- **TASK BRIEF**
Retype all of the records exactly as they stand, leaving the pictures out of your answer.

===== INFORMATION PROVIDED =====

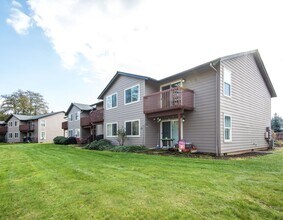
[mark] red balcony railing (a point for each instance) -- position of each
(96, 116)
(171, 99)
(26, 128)
(3, 129)
(65, 125)
(85, 121)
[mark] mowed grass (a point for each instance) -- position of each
(42, 181)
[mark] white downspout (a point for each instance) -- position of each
(216, 112)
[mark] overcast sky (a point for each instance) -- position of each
(68, 50)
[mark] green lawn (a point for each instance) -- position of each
(40, 181)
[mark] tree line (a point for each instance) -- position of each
(22, 102)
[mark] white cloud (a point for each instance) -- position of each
(19, 20)
(157, 38)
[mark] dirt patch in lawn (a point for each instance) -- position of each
(176, 153)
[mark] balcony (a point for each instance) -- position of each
(85, 121)
(168, 102)
(3, 130)
(96, 116)
(26, 128)
(65, 125)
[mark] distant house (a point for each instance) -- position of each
(84, 122)
(222, 106)
(39, 128)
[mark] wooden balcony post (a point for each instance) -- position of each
(179, 126)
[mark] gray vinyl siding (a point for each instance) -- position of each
(124, 112)
(200, 124)
(249, 105)
(53, 127)
(14, 130)
(75, 124)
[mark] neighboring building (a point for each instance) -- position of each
(222, 106)
(85, 122)
(3, 131)
(39, 128)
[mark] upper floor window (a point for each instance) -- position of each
(43, 123)
(111, 101)
(227, 128)
(132, 128)
(42, 135)
(70, 133)
(111, 129)
(227, 82)
(70, 117)
(77, 116)
(132, 94)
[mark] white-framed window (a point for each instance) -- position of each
(227, 128)
(111, 129)
(227, 82)
(112, 101)
(43, 123)
(70, 117)
(70, 133)
(132, 128)
(132, 95)
(17, 135)
(77, 116)
(77, 132)
(42, 135)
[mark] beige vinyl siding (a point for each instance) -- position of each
(200, 124)
(249, 105)
(122, 113)
(75, 124)
(52, 129)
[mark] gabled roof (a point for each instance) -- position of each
(115, 77)
(32, 117)
(82, 107)
(202, 67)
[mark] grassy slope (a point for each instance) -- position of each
(48, 181)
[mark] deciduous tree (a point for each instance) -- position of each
(24, 102)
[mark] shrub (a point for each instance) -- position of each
(102, 144)
(122, 136)
(128, 148)
(60, 140)
(71, 140)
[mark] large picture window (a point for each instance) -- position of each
(132, 94)
(111, 101)
(227, 128)
(77, 116)
(111, 129)
(132, 128)
(227, 82)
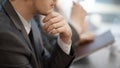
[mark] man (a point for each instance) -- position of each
(21, 45)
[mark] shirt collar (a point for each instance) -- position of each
(26, 24)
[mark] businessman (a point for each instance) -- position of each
(21, 44)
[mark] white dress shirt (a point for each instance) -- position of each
(65, 47)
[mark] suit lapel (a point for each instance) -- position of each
(16, 21)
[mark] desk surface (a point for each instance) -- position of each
(105, 58)
(99, 42)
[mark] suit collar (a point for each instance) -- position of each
(16, 20)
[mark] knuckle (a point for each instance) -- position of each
(51, 20)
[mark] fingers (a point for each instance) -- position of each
(58, 30)
(50, 16)
(55, 26)
(52, 21)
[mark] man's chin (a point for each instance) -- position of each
(46, 13)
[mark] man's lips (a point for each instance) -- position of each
(52, 5)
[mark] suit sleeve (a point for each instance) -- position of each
(12, 52)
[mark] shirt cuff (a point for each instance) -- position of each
(65, 47)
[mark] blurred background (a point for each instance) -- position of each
(104, 14)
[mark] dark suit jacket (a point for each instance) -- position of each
(16, 49)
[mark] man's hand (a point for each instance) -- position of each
(56, 24)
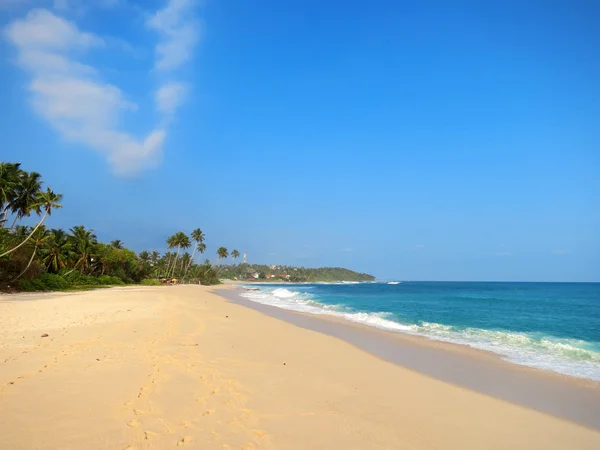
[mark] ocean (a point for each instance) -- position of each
(551, 326)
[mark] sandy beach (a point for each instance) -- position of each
(169, 367)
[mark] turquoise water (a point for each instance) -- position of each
(552, 326)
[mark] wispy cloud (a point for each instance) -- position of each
(169, 96)
(71, 97)
(179, 32)
(79, 5)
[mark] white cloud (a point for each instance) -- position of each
(80, 5)
(69, 96)
(169, 96)
(179, 33)
(42, 30)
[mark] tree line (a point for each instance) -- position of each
(37, 258)
(260, 272)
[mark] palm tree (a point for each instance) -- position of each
(154, 257)
(170, 244)
(198, 237)
(222, 253)
(84, 243)
(10, 179)
(185, 243)
(144, 257)
(117, 243)
(58, 251)
(26, 196)
(47, 200)
(181, 240)
(38, 239)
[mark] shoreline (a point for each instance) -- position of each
(563, 396)
(167, 367)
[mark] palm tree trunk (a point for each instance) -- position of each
(14, 222)
(28, 237)
(28, 264)
(168, 265)
(191, 262)
(175, 262)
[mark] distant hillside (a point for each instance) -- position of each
(259, 272)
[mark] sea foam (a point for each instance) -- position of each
(566, 356)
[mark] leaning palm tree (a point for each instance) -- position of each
(198, 237)
(38, 240)
(117, 243)
(144, 256)
(222, 253)
(170, 244)
(47, 200)
(57, 253)
(184, 243)
(10, 179)
(84, 245)
(25, 200)
(180, 239)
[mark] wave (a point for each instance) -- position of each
(567, 356)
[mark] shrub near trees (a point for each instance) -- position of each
(38, 258)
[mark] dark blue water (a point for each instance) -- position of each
(553, 326)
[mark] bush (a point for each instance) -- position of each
(47, 282)
(53, 282)
(30, 285)
(108, 280)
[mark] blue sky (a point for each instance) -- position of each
(424, 140)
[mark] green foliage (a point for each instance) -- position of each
(46, 282)
(35, 258)
(291, 273)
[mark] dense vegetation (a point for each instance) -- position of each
(261, 273)
(34, 258)
(37, 258)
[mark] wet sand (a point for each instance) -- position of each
(575, 399)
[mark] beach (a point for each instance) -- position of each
(181, 366)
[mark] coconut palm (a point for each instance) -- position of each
(10, 179)
(181, 240)
(185, 243)
(222, 253)
(198, 237)
(84, 243)
(170, 244)
(25, 200)
(38, 240)
(118, 244)
(58, 251)
(48, 200)
(144, 257)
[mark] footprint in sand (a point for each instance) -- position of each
(185, 440)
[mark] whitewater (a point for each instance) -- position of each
(543, 325)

=====

- **THE ANSWER**
[mark] red balcony railing (a point for each instance) -- position of each
(96, 116)
(171, 99)
(26, 128)
(3, 129)
(65, 125)
(85, 121)
[mark] mowed grass (a point for each instance) -- position of each
(42, 181)
[mark] white downspout (a point for each instance) -- position of each
(216, 112)
[mark] overcast sky (a point for each instance) -- position of each
(68, 50)
[mark] green lawn (a point for each instance) -- position of each
(40, 181)
[mark] tree line (a point for each instance) -- position of each
(22, 102)
[mark] white cloud (a point for each instance) -- position of each
(19, 20)
(157, 38)
[mark] dirt patch in lawn (a point for each instance) -- position of each
(176, 153)
[mark] balcony (a point for each instance) -- position of each
(85, 121)
(168, 102)
(3, 130)
(96, 116)
(26, 128)
(65, 125)
[mark] distant house (a point for each instance) -- position of each
(84, 122)
(222, 106)
(39, 128)
[mark] wooden balcony post (a point for each instance) -- position of each
(179, 126)
[mark] gray vinyl siding (a point for each instance) -- position of each
(124, 112)
(200, 124)
(249, 105)
(53, 127)
(14, 130)
(75, 124)
[mark] neighboring building (a point for each instance) -- position of each
(222, 106)
(85, 122)
(3, 131)
(39, 128)
[mark] upper floor window (a point for each instance) -- position of each
(43, 123)
(111, 101)
(227, 128)
(132, 128)
(42, 135)
(70, 133)
(111, 129)
(227, 82)
(70, 117)
(77, 116)
(132, 94)
[mark] white-framed window (a point for each instance) -- position of each
(227, 128)
(111, 129)
(227, 82)
(112, 101)
(43, 123)
(70, 117)
(70, 133)
(132, 128)
(132, 95)
(17, 135)
(77, 116)
(77, 132)
(42, 135)
[mark] beige vinyl siding (a point for each instance) -- position of each
(200, 124)
(249, 105)
(122, 113)
(75, 124)
(52, 129)
[mark] gabled roof (a point for each instance) -- position of each
(115, 77)
(32, 117)
(82, 107)
(202, 67)
[mark] grassy slope (a point for each instance) -- position of each
(48, 181)
[mark] deciduous tree (a point for each instance) -- position of each
(24, 102)
[mark] shrub (a point for each instance) -- position of each
(102, 144)
(122, 136)
(128, 148)
(60, 140)
(71, 140)
[mark] large picture window (a point for each instance) -- position of each
(132, 94)
(111, 101)
(227, 128)
(77, 116)
(111, 129)
(132, 128)
(227, 82)
[mark] man (a point for each instance) -- position of each
(21, 45)
[mark] shirt collar (a point for each instance) -- position of each
(26, 24)
[mark] businessman (a point for each instance) -- position of each
(21, 44)
[mark] white dress shirt (a point for each instance) -- position of each
(65, 47)
[mark] suit lapel (a point for each instance) -- position of each
(16, 21)
[mark] desk surface (a point for each instance) -- position of each
(105, 58)
(99, 42)
[mark] suit collar (a point for each instance) -- position of each
(16, 20)
[mark] knuckle (a point for each instance) -- position of each
(51, 20)
[mark] fingers (a point for each instance) -- position of each
(58, 30)
(50, 16)
(55, 26)
(52, 21)
[mark] man's chin (a point for each instance) -- position of each
(46, 13)
[mark] man's lips (a point for each instance) -- position of each
(52, 5)
[mark] suit sleeve (a point for each instance) -- position of each
(12, 52)
[mark] shirt cuff (a point for each instance) -- position of each
(65, 47)
[mark] blurred background (a point for each instance) -- position of each
(104, 14)
[mark] dark suit jacket (a point for each instance) -- position of each
(16, 49)
[mark] man's hand (a point for each instance) -- position of each
(56, 24)
[mark] ocean (a point for each instance) -- position of each
(551, 326)
[mark] sandy beach (a point for each instance) -- position of each
(169, 367)
[mark] turquoise water (a point for each instance) -- position of each
(552, 326)
[mark] wispy cloud (a point for each instance) -- position of each
(169, 96)
(71, 97)
(179, 32)
(79, 5)
[mark] white cloud (a point for each instance) -- position of each
(80, 5)
(69, 96)
(169, 96)
(179, 33)
(42, 30)
[mark] tree line (a point for each instance) -- position of each
(37, 258)
(260, 272)
[mark] palm tree (a point for each instance) -- position of each
(154, 257)
(170, 244)
(198, 237)
(222, 253)
(84, 243)
(10, 179)
(185, 243)
(144, 257)
(117, 243)
(58, 251)
(26, 196)
(47, 200)
(181, 240)
(38, 239)
[mark] shoreline (a point for each instance) -- position of each
(563, 396)
(167, 367)
[mark] palm tree trunk (a point for each instance) -- position of each
(14, 222)
(28, 237)
(28, 264)
(168, 265)
(191, 262)
(175, 262)
[mark] distant hillside (a point for each instance) -- position of each
(259, 272)
[mark] sea foam (a point for each instance) -- position of each
(566, 356)
[mark] leaning palm tree (a point for each instance) -- position of each
(198, 237)
(38, 240)
(117, 243)
(144, 256)
(222, 253)
(170, 244)
(47, 200)
(57, 253)
(184, 243)
(10, 179)
(84, 245)
(25, 200)
(180, 239)
[mark] wave (a point for each instance) -- position of each
(567, 356)
[mark] shrub near trees (a point for each instance) -- position of each
(38, 258)
[mark] dark blue water (a point for each instance) -- position of each
(553, 326)
[mark] bush (a point for each instance) -- position of each
(47, 282)
(53, 282)
(30, 285)
(108, 280)
[mark] blue sky (a point for each instance) -- position of each
(424, 140)
[mark] green foliage (a point for each instance) -- position of each
(46, 282)
(35, 258)
(291, 273)
[mark] dense vegetation (a point for each instance) -- position of each
(261, 273)
(34, 258)
(37, 258)
[mark] wet sand (a point for each instance) -- position of each
(575, 399)
[mark] beach (a point for each instance) -- position of each
(181, 366)
[mark] coconut palm (a point for each instance) -- position of each
(10, 179)
(181, 240)
(185, 243)
(222, 253)
(198, 237)
(84, 243)
(170, 244)
(25, 200)
(38, 240)
(118, 244)
(58, 251)
(48, 200)
(144, 257)
[mark] footprint in sand (a point for each instance) -- position of each
(185, 440)
[mark] whitewater (a point for each instance) -- position of each
(543, 325)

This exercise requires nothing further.